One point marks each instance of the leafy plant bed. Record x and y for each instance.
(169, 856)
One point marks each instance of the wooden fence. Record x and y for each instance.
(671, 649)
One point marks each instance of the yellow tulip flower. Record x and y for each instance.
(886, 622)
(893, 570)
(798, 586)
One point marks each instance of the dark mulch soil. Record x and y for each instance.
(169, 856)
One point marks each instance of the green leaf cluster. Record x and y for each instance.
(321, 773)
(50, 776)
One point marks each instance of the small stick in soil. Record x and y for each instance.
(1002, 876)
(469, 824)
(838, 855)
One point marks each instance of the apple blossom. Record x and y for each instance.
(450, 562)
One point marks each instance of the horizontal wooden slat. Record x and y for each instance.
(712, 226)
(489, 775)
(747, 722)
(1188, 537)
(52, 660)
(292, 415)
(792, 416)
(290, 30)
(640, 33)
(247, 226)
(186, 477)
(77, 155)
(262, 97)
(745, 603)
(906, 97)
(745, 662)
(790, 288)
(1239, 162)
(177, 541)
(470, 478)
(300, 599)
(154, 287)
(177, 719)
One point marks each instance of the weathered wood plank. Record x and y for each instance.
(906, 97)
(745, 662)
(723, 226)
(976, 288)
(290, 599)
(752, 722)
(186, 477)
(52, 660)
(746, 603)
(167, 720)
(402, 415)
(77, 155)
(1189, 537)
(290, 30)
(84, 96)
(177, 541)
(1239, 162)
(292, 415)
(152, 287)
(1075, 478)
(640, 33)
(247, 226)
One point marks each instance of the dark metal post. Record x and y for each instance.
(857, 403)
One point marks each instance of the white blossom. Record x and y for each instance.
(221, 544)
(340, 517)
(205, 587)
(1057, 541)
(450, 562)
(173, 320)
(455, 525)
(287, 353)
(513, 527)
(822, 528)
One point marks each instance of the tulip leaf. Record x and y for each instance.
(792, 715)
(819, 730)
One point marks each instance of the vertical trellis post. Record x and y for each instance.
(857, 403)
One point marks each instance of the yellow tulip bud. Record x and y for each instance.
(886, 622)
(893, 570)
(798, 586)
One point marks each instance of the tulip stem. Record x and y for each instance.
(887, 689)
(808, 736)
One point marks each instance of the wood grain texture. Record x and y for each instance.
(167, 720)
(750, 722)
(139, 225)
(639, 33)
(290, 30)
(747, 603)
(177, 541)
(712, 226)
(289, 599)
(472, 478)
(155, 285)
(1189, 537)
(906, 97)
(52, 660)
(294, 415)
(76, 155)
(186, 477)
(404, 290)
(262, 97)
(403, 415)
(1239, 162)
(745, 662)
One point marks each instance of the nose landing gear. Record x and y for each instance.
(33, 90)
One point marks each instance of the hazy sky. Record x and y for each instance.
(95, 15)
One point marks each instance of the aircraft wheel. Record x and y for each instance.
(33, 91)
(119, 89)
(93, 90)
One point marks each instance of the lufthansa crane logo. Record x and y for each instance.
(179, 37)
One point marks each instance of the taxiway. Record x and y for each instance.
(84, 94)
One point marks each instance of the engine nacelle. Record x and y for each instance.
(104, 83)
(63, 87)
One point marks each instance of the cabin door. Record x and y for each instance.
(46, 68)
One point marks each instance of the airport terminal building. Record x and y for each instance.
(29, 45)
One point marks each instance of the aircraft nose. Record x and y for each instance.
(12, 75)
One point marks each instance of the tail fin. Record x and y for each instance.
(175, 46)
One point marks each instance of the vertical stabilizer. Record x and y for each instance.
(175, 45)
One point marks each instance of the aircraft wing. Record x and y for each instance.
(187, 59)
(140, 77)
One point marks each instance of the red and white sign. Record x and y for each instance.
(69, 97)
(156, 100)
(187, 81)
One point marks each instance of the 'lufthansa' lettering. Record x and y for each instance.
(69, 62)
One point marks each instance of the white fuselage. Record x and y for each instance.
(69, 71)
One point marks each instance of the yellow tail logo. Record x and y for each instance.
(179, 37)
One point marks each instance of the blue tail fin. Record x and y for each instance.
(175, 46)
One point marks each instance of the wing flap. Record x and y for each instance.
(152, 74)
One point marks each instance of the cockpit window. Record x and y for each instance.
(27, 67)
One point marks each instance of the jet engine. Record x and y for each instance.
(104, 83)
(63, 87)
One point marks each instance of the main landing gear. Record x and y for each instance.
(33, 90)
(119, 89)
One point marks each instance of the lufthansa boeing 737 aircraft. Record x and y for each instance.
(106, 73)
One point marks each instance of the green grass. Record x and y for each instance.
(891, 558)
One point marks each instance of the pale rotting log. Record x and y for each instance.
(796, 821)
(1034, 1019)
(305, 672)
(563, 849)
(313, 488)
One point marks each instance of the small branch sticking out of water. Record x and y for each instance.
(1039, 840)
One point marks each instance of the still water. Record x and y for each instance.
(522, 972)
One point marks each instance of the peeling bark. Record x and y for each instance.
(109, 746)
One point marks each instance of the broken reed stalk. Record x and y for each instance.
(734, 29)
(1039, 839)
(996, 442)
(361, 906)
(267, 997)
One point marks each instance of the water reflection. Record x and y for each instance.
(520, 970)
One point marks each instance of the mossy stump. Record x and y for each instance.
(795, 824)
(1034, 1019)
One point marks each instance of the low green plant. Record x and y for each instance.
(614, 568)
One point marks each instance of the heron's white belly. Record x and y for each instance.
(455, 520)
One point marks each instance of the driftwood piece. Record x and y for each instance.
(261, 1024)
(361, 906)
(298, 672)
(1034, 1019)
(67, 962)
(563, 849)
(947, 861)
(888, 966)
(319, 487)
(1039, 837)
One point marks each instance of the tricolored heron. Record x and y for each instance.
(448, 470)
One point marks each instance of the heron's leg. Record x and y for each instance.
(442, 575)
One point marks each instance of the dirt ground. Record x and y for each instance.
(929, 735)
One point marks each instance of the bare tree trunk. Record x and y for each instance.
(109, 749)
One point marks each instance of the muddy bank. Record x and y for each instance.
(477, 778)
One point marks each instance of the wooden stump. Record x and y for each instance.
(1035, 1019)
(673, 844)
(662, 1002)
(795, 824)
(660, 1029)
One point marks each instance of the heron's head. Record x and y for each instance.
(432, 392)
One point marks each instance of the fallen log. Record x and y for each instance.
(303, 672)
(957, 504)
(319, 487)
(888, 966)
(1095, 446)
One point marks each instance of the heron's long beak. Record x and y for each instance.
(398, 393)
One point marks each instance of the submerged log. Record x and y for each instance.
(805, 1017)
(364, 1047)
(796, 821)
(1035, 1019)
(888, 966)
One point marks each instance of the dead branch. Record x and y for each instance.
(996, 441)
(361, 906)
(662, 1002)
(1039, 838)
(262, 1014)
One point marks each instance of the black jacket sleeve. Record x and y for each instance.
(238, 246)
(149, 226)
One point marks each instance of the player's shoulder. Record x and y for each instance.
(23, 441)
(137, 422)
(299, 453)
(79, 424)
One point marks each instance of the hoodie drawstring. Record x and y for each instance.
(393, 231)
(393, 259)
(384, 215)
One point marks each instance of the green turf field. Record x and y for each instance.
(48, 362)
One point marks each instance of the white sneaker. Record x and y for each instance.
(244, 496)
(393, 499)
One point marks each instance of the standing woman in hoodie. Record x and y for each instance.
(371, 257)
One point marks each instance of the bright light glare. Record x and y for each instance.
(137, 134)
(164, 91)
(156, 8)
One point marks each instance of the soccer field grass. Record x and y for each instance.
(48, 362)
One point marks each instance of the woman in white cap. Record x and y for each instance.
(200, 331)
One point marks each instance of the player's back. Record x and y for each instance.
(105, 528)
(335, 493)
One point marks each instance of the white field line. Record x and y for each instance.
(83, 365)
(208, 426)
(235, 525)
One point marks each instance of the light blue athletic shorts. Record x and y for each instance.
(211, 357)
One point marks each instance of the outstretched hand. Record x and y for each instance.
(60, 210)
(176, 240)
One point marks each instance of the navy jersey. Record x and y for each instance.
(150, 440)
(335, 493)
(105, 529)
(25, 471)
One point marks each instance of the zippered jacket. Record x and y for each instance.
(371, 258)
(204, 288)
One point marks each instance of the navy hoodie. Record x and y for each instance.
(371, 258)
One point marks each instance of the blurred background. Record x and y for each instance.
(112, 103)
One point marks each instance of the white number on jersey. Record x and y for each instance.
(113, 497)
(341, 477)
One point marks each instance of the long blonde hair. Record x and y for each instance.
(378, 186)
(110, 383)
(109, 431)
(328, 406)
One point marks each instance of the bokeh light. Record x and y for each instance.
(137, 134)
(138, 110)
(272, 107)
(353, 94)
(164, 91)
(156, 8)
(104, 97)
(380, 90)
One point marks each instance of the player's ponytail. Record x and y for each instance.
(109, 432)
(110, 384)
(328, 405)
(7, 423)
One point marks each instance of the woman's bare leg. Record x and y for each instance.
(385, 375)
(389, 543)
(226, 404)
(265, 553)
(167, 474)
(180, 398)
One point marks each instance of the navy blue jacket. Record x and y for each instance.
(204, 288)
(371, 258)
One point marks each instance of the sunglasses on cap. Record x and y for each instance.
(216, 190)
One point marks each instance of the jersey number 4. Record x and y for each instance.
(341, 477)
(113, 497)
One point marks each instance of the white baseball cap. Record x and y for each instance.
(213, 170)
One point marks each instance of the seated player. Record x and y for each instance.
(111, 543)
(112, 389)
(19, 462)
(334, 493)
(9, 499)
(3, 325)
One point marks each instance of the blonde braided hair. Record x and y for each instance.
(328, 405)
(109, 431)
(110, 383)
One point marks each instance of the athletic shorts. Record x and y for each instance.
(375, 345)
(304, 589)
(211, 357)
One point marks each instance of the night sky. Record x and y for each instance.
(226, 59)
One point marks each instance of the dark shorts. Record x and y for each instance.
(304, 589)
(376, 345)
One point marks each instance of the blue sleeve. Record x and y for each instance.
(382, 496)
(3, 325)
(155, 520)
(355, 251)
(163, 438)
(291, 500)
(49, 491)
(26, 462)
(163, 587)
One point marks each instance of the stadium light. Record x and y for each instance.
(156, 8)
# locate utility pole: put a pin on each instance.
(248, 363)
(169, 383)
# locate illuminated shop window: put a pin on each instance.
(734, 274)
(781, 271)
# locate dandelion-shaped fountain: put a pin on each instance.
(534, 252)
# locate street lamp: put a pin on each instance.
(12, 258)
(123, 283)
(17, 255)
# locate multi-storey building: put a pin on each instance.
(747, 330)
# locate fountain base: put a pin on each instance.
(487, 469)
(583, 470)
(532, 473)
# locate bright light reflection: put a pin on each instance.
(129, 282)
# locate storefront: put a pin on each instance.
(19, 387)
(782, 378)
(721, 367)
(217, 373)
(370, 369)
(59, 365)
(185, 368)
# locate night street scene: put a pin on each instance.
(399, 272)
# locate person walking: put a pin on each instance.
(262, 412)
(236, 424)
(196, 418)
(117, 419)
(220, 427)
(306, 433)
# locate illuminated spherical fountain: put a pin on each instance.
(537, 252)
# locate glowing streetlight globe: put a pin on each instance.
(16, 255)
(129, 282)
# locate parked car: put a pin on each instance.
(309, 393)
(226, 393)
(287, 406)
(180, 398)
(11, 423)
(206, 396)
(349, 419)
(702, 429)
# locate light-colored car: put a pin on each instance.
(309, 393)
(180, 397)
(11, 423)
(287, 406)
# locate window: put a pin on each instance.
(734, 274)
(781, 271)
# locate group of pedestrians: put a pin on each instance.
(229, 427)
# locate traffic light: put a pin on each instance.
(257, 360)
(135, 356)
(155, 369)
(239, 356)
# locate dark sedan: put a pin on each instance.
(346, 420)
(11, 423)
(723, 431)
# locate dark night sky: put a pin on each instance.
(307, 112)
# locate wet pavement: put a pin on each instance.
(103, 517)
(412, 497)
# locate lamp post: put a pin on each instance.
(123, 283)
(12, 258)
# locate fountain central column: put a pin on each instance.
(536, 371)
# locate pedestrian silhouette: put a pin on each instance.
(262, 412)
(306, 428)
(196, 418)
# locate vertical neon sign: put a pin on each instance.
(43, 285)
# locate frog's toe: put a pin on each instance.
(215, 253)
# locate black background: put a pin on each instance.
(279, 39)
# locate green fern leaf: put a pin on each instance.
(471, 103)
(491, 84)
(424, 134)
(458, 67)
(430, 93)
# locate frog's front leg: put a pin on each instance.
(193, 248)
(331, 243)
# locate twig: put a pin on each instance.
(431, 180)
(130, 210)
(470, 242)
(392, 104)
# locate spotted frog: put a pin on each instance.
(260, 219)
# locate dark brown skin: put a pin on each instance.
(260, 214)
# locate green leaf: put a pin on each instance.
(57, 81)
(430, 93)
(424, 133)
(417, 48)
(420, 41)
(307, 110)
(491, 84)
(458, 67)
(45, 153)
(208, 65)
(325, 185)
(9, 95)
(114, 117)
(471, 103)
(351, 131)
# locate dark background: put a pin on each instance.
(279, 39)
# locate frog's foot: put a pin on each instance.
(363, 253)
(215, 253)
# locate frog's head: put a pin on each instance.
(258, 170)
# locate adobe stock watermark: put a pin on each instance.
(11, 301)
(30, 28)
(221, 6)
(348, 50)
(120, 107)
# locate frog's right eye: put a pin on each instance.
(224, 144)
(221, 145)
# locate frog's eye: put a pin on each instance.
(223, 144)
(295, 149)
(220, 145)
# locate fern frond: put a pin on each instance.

========================================

#### Problem:
Reproduce the records above exactly, starting with the line that contains "# locate frog's right" and ending with the last line.

#### Response to this task:
# locate frog's right eye: put a pin on each instance.
(224, 144)
(221, 145)
# locate frog's eye: put a pin on each instance.
(223, 144)
(295, 149)
(220, 145)
# locate fern frond: put a pin on each instance.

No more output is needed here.